* JOB
Count the lines of the data that follows which contain the string "below", matching case exactly. Reply with the number alone.

* PROVIDED RECORDS
○ ○ ○ ○ ○
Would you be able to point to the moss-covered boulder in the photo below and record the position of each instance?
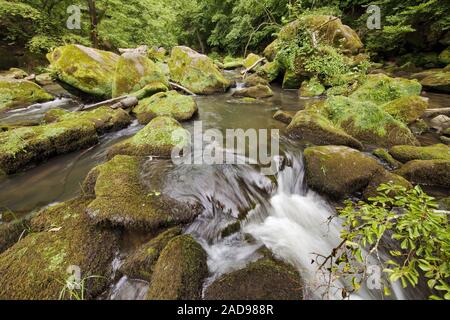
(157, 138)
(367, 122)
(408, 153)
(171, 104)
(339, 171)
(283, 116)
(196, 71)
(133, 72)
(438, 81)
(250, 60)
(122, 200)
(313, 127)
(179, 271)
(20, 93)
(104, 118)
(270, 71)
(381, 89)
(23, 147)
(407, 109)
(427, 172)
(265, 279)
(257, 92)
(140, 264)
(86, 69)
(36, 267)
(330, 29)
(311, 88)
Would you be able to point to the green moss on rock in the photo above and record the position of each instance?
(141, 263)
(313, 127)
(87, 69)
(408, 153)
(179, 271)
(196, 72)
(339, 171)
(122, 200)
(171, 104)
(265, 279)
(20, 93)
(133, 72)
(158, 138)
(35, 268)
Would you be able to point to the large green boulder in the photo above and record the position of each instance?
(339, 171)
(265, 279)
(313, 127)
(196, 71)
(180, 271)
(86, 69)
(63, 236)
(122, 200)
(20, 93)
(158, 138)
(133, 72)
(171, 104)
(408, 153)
○ ○ ○ ○ ○
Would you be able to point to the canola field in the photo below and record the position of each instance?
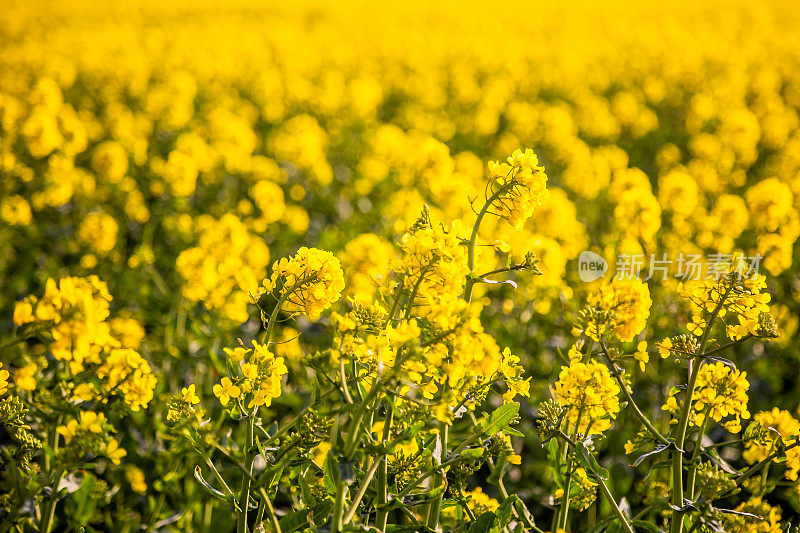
○ ○ ○ ○ ○
* REPLY
2